• **数据集记录**:

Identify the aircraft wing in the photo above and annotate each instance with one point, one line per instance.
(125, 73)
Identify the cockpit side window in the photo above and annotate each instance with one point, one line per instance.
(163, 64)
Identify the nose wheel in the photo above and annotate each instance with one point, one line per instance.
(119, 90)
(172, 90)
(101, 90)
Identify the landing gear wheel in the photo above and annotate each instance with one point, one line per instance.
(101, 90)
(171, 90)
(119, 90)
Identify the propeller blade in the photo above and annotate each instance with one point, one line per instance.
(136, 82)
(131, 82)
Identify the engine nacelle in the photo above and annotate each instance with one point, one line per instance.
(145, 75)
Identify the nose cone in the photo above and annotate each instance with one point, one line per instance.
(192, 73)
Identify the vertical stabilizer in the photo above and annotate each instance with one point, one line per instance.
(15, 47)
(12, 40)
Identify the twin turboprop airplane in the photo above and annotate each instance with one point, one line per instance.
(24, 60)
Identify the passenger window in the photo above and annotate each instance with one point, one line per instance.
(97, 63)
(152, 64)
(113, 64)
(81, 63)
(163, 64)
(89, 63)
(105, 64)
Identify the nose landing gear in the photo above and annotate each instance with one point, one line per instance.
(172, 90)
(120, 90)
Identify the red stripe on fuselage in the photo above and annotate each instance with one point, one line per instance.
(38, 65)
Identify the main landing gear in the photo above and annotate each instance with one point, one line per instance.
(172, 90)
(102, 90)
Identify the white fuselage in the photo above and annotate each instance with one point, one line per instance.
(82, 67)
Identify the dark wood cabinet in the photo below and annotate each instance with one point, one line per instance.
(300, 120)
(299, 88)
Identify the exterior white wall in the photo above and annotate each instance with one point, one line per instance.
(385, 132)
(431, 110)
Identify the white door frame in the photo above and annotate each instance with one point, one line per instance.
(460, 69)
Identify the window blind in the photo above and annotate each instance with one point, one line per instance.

• **简短练习**: 请把上面的全部材料逐行转换成一个 JSON 字符串列表，每一行对应一个字符串，空行略去不计。

• **练习答案**:
[
  "Identify the aircraft wing in the photo above and annotate each instance with one point, one line per instance.",
  "(125, 73)",
  "Identify the cockpit side window in the photo above and annotate each instance with one point, one line per instance.",
  "(163, 64)",
  "Identify the nose wheel in the photo above and annotate each instance with one point, one line per instance.",
  "(119, 90)",
  "(172, 90)",
  "(101, 90)",
  "Identify the landing gear wheel in the photo above and annotate each instance with one point, one line per instance.",
  "(101, 90)",
  "(171, 90)",
  "(119, 90)",
  "Identify the propeller blade in the photo above and annotate each instance with one point, one line per instance.",
  "(136, 82)",
  "(131, 82)",
  "Identify the engine nacelle in the photo above and annotate each instance with one point, one line per instance.",
  "(145, 75)",
  "Identify the nose cone in the photo above and annotate each instance with one point, one line per instance.",
  "(192, 73)",
  "Identify the vertical stabilizer in the photo above and annotate each instance with one point, one line per instance.",
  "(15, 47)",
  "(12, 40)",
  "Identify the twin turboprop airplane in the photo above and annotate each instance with one point, one line per instance.",
  "(24, 60)",
  "Identify the passenger window in the photo above and annotate each instance with one point, one line per instance.",
  "(97, 63)",
  "(152, 64)",
  "(113, 64)",
  "(81, 63)",
  "(163, 64)",
  "(89, 63)",
  "(105, 64)",
  "Identify the nose landing gear in the photo above and annotate each instance with one point, one line per instance.",
  "(172, 90)",
  "(120, 90)",
  "Identify the red stripe on fuselage in the photo above and annotate each instance with one point, one line per instance.",
  "(38, 65)",
  "Identify the main landing gear in the photo above and annotate each instance with one point, one line per instance.",
  "(172, 90)",
  "(102, 90)",
  "Identify the white fuselage in the photo above and annotate each instance with one point, one line per instance.",
  "(82, 67)",
  "Identify the dark wood cabinet in the photo below and annotate each instance with one point, one line per instance.",
  "(300, 120)",
  "(299, 88)",
  "Identify the exterior white wall in the photo above and annotate each instance with one point, one line per instance.",
  "(385, 132)",
  "(431, 110)",
  "Identify the white door frame in the photo above and annotate each instance with one point, one line per instance.",
  "(460, 69)",
  "Identify the window blind in the photo above and annotate each instance with one point, one line per instance."
]